TASK STATEMENT => In your answer, print every record exactly as it is written.

==================================================

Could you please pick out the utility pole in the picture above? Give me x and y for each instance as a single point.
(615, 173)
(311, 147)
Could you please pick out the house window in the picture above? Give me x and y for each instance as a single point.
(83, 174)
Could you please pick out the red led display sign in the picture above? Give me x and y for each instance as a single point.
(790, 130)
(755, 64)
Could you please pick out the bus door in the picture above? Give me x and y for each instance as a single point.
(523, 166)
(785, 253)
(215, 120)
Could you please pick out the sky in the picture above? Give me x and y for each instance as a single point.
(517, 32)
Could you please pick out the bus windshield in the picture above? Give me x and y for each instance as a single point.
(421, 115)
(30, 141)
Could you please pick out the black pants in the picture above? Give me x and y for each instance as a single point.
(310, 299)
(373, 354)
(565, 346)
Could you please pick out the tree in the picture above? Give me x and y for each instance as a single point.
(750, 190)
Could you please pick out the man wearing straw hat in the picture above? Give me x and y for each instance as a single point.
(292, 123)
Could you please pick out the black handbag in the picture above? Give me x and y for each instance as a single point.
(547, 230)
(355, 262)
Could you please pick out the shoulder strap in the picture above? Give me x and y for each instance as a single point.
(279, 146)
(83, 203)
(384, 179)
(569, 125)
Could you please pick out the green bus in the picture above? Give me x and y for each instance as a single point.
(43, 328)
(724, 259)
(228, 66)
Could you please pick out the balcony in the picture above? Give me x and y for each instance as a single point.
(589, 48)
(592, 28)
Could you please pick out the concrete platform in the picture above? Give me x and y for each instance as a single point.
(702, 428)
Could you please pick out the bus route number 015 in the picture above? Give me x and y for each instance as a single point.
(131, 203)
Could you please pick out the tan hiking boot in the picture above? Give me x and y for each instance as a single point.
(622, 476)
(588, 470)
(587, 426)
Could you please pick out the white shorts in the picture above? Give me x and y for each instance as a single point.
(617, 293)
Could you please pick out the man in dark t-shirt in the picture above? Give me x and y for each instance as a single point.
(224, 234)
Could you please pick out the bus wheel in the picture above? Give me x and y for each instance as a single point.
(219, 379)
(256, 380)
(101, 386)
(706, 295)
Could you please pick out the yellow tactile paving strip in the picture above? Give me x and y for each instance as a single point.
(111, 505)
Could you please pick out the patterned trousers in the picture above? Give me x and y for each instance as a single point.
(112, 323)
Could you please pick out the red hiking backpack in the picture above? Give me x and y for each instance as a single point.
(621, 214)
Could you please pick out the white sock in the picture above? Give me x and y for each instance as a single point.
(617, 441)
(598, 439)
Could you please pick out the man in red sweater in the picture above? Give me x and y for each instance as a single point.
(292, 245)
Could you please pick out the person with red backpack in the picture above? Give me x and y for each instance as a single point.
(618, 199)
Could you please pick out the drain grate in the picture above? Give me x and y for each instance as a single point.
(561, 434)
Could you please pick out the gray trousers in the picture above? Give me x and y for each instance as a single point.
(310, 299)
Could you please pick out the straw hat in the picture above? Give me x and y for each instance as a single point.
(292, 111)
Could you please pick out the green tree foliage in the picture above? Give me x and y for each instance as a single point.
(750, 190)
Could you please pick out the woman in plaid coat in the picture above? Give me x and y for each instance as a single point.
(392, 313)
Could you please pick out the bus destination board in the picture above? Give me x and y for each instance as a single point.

==================================================

OUTPUT FOR THIS EXERCISE =>
Could you please pick out the utility pole in the picture above? Give me x and y for each instance as a single point.
(615, 173)
(311, 147)
Could you please pick out the house window in the picture above? Give me x and y for each instance as a single point.
(83, 174)
Could you please pick out the red led display sign in the picture above? Give me x and y for each instance as a single point.
(790, 130)
(755, 64)
Could you please pick out the bus door in the picture above? Give me x and y for each instance as a single point.
(523, 166)
(785, 253)
(215, 120)
Could you please pick out the sky in the picture above? Give me x and y for each instance as a single point.
(517, 32)
Could you please pick out the bus windshield in the picture above? Give me x and y for each instance as a single point.
(421, 115)
(30, 141)
Could you please pick out the black pants in the picture above? Give me x and y for each instance as a single point.
(310, 299)
(373, 354)
(565, 346)
Could you please pick out the tree in the picture above? Give me x and y for each instance as a single point.
(750, 190)
Could you please pick out the man wearing straw hat in the picture above? Give me x and y for each instance as a single point.
(292, 123)
Could you please pick out the black handbag in the picture above? Give me x and y for each instance as a single point.
(547, 230)
(355, 262)
Could you please pick out the shoulder strap in the picture above? Give me x and y for each instance as a single point.
(279, 146)
(83, 203)
(384, 179)
(569, 125)
Could you please pick out the green bus in the picture above? Give me x and y for each instance as a single point.
(43, 328)
(724, 259)
(228, 66)
Could you please pick out the balcony in the picture above? Give me x and y for each instance as a single point.
(589, 48)
(592, 28)
Could you please pick out the concrete platform in the picture above? Give me x and y for each instance as a single point.
(702, 428)
Could you please pick out the bus route number 015 in the picture above? Give me x and y for each instance as a single point.
(131, 203)
Could you please pick out the tan hiking boot in the picture above? Give me x and y for each instance as a single point.
(622, 476)
(588, 470)
(587, 426)
Could you please pick out the white shorts in the picture above? Give me x and y for each instance as a single point.
(617, 293)
Could you please pick out the man in dark t-shirt in the picture above? Give me x and y for each instance as a single point.
(224, 234)
Could you please pick out the bus wheel in the picture above? Give me x and y for each instance as a single point.
(219, 379)
(256, 380)
(101, 386)
(706, 295)
Could you please pick out the yellow tactile paving strip in the picture above? Give me x and y for each instance as a single point.
(111, 505)
Could you please pick out the patterned trousers in the picture above? Give me x and y for each instance as a single point.
(112, 323)
Could you please pick out the red hiking backpack in the picture above? Give me x and y for each instance as a single point.
(621, 214)
Could you please pick out the white sock in the picture above? Give me x and y for each instance as a single point.
(617, 441)
(598, 439)
Could you please pick out the man in red sweater in the picture above? Give me x and y for each instance as a single point.
(292, 245)
Could you please pick out the person with red backpack in the picture above? Give me x and y for each instance as a single point.
(618, 199)
Could you please pick out the drain grate in the picture above? Give me x and y for each instance as a single point.
(561, 434)
Could you please pick out the gray trousers in the picture above? Give me x and y for each instance as a single point.
(310, 299)
Could you please pick out the straw hat in the picture above? Give me x and y for each instance as a single point.
(292, 111)
Could you please pick out the green tree foliage in the picture above? Give me x and y for each instance as a single point.
(750, 190)
Could you please pick out the woman in plaid coat in the picture above? Give me x and y for each instance as a single point.
(392, 313)
Could you please pick out the bus destination board in the picture above? Give me x and y for each instance as a single point.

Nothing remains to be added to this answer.